Task details: Pull out every line of the material below that contains the string "ceiling", treating uppercase and lowercase as different.

Data extracted from a collection:
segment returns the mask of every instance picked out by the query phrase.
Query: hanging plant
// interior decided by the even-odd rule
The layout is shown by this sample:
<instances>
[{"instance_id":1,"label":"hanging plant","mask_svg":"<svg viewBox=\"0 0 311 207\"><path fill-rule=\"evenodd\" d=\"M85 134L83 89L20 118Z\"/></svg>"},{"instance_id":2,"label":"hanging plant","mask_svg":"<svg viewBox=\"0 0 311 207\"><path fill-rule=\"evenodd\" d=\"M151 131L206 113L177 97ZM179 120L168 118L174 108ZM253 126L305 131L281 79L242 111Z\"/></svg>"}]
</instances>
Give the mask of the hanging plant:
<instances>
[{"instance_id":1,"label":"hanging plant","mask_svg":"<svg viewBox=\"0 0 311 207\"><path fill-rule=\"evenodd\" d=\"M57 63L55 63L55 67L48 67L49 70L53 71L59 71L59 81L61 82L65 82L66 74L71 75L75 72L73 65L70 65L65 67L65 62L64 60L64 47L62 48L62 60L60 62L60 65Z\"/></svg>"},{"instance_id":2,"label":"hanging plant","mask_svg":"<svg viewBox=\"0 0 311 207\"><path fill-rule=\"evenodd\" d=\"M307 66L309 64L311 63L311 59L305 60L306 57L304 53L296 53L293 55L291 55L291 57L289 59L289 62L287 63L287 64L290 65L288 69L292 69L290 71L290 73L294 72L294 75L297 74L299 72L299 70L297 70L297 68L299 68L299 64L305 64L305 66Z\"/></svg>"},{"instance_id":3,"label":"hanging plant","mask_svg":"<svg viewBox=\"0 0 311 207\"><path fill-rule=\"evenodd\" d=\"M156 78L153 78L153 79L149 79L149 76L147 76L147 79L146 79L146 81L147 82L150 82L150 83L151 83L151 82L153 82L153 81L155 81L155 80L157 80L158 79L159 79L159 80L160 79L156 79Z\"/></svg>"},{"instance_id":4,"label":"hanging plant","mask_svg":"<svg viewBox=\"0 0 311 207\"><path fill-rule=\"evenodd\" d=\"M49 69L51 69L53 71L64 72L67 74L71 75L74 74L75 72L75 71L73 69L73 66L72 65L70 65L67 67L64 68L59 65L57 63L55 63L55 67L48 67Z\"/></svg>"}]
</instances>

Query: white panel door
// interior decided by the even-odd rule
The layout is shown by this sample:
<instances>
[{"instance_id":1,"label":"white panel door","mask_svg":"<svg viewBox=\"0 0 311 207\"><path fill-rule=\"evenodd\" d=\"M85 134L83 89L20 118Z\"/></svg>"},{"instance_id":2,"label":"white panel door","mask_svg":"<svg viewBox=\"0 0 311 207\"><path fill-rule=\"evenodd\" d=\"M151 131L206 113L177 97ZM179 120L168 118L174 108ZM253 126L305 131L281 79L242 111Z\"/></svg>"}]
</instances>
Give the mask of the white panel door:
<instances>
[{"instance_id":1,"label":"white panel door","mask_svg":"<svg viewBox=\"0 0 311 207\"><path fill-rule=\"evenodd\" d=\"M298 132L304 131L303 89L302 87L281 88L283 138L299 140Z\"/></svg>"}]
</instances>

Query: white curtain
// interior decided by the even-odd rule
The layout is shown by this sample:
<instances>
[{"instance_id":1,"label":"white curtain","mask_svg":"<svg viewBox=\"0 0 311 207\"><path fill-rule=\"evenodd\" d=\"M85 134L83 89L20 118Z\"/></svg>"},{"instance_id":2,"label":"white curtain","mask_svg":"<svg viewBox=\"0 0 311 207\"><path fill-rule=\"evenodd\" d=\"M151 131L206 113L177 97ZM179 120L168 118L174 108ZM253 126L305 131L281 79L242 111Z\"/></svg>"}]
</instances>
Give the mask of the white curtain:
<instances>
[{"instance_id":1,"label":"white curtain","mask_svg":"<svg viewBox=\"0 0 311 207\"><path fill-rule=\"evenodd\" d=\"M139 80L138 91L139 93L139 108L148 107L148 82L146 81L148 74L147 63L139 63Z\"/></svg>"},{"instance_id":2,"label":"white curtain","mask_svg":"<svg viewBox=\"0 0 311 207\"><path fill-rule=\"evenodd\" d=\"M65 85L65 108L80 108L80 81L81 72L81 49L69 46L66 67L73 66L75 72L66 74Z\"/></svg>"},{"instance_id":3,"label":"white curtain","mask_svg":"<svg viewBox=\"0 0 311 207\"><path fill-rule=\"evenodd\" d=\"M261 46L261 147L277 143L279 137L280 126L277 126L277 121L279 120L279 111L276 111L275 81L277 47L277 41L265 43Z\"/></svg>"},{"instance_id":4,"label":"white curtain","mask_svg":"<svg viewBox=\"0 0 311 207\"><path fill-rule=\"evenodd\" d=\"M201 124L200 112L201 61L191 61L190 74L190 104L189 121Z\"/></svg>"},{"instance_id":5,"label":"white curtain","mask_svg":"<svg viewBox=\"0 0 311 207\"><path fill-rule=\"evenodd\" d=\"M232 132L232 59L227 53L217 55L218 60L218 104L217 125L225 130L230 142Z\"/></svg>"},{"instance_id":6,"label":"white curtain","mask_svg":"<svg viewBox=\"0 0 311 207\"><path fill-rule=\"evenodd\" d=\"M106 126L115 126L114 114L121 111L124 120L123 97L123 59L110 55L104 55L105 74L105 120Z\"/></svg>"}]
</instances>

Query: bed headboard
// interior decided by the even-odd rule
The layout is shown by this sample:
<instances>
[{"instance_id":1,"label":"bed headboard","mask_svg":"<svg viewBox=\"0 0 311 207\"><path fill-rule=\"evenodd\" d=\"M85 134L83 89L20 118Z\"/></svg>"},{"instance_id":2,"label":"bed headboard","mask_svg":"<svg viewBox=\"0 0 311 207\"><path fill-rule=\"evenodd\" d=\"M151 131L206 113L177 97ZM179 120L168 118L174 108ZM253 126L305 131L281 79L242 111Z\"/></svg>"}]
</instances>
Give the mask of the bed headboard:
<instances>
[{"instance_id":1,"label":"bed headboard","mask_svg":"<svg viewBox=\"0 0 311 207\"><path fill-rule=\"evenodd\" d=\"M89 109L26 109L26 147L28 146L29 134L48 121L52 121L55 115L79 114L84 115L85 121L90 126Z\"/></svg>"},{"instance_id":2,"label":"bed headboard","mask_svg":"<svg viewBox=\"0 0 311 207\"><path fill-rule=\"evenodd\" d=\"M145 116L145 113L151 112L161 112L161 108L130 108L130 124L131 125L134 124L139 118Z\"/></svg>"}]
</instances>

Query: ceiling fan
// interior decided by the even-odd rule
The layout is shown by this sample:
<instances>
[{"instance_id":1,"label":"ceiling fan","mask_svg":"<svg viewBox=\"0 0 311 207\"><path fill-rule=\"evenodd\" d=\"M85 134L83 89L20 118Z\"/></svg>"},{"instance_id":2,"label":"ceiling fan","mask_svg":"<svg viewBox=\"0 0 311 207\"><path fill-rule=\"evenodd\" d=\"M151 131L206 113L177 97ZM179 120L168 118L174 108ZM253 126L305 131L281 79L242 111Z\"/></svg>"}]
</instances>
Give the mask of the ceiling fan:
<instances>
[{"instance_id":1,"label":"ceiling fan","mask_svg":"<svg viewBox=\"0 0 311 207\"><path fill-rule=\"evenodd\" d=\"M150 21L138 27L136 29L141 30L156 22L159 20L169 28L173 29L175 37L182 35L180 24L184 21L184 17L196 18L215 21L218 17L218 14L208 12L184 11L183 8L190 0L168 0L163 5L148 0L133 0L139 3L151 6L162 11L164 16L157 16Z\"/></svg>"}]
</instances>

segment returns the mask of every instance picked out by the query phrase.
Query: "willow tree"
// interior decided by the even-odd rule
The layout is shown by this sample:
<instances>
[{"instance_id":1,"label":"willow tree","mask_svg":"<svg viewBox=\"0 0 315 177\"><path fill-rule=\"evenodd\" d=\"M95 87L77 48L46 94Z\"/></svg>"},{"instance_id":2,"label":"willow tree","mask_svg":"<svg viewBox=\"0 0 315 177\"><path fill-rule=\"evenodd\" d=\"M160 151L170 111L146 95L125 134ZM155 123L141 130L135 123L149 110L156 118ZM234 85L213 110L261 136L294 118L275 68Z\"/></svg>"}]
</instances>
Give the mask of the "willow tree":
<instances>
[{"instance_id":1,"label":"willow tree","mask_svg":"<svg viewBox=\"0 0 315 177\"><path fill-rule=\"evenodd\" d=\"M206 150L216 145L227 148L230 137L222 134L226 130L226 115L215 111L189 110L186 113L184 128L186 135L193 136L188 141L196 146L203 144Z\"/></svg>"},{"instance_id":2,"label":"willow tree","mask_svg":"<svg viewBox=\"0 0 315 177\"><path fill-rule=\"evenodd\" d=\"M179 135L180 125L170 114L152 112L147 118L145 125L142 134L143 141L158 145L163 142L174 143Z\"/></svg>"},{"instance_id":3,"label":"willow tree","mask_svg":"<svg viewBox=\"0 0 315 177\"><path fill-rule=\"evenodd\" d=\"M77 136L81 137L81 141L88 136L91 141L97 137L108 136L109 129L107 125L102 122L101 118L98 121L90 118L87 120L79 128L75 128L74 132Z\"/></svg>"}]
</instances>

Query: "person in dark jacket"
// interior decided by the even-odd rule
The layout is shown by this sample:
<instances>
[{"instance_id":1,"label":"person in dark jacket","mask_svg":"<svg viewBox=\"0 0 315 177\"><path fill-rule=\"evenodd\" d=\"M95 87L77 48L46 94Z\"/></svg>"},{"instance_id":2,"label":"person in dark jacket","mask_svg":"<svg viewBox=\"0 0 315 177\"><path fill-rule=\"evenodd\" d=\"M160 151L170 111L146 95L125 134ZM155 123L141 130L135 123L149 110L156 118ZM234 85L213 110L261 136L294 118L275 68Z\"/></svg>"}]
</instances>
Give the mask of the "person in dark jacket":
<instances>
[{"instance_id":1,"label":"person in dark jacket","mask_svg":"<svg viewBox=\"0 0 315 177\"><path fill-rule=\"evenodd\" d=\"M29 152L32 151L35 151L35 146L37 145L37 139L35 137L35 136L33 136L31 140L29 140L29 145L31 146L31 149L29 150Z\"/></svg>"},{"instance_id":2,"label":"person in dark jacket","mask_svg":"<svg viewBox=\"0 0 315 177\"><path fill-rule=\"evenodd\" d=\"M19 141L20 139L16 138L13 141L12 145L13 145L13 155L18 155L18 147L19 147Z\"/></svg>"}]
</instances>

Problem solution:
Query: ceiling fan
[{"instance_id":1,"label":"ceiling fan","mask_svg":"<svg viewBox=\"0 0 311 207\"><path fill-rule=\"evenodd\" d=\"M85 134L83 89L20 118Z\"/></svg>"},{"instance_id":2,"label":"ceiling fan","mask_svg":"<svg viewBox=\"0 0 311 207\"><path fill-rule=\"evenodd\" d=\"M151 131L206 113L177 97ZM179 120L168 118L174 108ZM253 126L305 131L281 79L242 111Z\"/></svg>"}]
Give the mask of the ceiling fan:
[{"instance_id":1,"label":"ceiling fan","mask_svg":"<svg viewBox=\"0 0 311 207\"><path fill-rule=\"evenodd\" d=\"M150 21L138 27L136 29L141 30L156 22L159 20L169 28L173 29L175 37L182 35L180 24L184 21L184 17L196 18L215 21L218 17L218 14L208 12L184 11L183 8L190 0L168 0L163 5L148 0L133 0L139 3L151 6L162 11L164 16L157 16Z\"/></svg>"}]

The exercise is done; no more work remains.